[DATASET EXTRACT start]
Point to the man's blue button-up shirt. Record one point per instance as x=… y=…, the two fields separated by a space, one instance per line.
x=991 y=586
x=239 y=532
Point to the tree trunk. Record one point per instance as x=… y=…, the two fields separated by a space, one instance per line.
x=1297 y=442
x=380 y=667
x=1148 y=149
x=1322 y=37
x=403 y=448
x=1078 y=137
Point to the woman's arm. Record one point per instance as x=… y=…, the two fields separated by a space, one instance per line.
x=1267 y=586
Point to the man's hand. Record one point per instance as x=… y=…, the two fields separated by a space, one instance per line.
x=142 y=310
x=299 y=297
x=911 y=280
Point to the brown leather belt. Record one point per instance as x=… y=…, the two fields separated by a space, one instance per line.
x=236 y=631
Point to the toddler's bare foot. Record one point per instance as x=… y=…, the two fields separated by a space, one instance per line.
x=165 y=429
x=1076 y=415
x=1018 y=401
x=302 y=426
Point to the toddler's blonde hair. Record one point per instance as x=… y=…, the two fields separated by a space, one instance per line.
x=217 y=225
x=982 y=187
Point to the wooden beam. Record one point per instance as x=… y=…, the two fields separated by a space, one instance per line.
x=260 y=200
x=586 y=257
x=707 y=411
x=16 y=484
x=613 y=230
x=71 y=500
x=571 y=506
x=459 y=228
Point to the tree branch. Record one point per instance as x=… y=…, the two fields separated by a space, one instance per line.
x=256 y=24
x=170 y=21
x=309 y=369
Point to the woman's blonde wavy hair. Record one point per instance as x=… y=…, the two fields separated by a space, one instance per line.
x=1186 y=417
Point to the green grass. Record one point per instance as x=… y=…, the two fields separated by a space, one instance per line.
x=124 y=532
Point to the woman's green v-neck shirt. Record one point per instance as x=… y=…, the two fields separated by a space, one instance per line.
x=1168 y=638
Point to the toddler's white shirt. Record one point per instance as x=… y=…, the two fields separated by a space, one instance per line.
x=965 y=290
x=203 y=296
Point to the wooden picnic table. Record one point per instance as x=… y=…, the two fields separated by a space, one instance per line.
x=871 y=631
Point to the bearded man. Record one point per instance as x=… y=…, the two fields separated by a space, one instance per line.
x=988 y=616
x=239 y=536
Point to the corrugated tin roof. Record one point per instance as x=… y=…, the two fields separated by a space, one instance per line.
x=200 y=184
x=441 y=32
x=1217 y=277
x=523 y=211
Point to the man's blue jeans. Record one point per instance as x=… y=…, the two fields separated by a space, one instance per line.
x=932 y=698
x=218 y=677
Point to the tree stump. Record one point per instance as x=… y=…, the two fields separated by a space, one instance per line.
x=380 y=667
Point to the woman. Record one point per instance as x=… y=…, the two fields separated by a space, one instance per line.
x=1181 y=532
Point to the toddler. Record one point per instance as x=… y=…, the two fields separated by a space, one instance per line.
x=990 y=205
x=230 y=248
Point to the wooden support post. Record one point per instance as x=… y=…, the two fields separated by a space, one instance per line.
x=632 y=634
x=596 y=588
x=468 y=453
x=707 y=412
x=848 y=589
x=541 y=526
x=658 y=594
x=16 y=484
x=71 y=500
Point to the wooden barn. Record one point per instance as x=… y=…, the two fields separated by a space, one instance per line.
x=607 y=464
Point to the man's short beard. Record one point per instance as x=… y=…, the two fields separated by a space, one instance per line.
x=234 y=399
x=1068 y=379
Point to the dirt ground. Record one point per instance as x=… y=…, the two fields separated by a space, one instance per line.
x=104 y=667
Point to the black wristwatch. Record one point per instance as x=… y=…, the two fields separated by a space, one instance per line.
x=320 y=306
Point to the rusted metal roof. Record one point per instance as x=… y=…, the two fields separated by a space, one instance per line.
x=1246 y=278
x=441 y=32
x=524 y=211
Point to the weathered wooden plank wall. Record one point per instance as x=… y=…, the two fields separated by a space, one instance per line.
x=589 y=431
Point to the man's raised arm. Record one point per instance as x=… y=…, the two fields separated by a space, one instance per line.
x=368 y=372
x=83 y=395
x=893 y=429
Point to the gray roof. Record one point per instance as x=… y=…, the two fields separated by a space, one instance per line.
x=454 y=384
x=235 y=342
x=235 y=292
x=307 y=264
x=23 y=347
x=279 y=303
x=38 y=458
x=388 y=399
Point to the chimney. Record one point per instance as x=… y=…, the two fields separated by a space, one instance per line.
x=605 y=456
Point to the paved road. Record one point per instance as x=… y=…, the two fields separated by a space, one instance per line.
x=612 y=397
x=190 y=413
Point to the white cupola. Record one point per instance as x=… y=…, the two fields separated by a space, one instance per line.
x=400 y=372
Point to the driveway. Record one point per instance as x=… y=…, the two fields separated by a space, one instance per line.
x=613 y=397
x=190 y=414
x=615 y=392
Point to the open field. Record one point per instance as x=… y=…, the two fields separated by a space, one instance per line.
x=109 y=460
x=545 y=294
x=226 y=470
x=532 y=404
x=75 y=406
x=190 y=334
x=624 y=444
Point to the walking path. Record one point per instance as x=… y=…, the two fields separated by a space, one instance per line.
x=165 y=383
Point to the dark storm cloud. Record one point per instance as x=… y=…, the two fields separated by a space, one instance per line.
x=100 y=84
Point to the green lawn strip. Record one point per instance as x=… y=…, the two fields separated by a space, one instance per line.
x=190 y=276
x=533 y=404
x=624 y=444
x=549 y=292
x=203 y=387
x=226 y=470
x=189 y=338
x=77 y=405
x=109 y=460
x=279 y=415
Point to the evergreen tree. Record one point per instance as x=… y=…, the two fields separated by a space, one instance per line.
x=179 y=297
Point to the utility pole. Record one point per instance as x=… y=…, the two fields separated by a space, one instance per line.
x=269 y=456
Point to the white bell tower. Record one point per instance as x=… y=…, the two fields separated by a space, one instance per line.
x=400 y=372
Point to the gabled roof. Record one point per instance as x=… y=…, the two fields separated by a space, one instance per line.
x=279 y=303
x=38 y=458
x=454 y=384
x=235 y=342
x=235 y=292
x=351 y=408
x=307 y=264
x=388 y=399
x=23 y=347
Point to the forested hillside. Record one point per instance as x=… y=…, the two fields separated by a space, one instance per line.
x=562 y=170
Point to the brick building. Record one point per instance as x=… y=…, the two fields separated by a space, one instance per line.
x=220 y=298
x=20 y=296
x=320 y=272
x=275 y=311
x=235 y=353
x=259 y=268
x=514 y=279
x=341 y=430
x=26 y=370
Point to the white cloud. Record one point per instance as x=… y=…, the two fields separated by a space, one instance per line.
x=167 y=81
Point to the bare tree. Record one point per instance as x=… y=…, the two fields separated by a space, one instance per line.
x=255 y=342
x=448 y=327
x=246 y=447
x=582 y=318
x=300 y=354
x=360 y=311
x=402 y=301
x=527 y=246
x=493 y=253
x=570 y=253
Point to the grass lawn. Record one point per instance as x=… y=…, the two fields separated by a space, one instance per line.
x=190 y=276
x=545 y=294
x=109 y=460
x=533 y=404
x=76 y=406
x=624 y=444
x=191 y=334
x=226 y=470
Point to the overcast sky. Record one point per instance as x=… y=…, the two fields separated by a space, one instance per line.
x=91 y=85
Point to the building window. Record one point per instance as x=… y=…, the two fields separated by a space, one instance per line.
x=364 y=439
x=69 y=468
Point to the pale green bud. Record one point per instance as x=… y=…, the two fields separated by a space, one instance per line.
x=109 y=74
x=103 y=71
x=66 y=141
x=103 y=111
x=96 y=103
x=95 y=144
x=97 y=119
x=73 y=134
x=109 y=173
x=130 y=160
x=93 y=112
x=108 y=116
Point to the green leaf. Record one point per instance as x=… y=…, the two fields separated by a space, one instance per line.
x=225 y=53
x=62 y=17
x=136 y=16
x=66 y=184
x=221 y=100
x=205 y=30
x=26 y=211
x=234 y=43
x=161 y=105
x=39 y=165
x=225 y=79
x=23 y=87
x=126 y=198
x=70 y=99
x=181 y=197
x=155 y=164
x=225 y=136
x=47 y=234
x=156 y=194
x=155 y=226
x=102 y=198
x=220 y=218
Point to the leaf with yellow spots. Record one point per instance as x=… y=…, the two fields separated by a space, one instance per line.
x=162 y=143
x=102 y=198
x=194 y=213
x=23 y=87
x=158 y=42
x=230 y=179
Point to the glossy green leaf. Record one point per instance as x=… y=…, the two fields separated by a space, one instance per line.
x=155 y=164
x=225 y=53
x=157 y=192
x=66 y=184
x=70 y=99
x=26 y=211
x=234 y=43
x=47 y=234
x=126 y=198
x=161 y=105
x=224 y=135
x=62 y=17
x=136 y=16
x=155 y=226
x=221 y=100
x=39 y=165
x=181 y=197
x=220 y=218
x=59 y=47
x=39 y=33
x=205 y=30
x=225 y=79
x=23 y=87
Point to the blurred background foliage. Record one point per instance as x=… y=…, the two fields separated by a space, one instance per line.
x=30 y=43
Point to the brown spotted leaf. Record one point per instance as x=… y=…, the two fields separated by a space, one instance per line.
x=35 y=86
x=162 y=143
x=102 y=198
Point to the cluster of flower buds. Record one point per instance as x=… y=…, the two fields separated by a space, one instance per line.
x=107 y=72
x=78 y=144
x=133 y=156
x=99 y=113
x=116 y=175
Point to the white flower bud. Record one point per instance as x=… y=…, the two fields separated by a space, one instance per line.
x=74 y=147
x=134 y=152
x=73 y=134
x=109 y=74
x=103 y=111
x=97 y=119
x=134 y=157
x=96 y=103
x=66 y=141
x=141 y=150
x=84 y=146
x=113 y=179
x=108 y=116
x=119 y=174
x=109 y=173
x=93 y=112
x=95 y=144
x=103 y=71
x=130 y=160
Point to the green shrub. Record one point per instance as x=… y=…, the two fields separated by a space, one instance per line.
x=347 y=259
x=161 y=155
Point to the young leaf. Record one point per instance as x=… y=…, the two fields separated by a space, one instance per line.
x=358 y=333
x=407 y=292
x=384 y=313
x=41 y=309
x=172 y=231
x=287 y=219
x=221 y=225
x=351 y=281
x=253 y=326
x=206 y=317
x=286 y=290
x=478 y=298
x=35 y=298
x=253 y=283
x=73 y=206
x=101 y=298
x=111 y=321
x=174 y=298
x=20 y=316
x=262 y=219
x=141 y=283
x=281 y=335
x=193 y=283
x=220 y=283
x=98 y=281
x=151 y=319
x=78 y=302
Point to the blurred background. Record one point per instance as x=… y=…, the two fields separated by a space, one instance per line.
[DATASET EXTRACT end]
__YOUR TASK__: Return the stretch of lines from the start through the line reading "x=236 y=631", both ends included, reproduced exactly.

__THE ANSWER__:
Point to the man's blue button-up shirt. Record one point per instance as x=… y=…, the two fields separated by a space, one instance per line.
x=991 y=586
x=239 y=532
Point to the tree trunk. Record one point per instance as x=… y=…, the two fields separated by a space, one instance per line.
x=1297 y=442
x=380 y=667
x=1148 y=149
x=1322 y=37
x=403 y=448
x=1078 y=137
Point to the woman's arm. Record one point per instance as x=… y=…, the two fields separated by a space, one instance per line.
x=1267 y=586
Point to the man's hand. Record one point per instance as x=… y=…, the two fields separated by a space, one instance per line.
x=142 y=310
x=299 y=297
x=911 y=280
Point to the brown leather belt. Record one point per instance as x=… y=…, the two fields separated by a space, one instance per line.
x=236 y=631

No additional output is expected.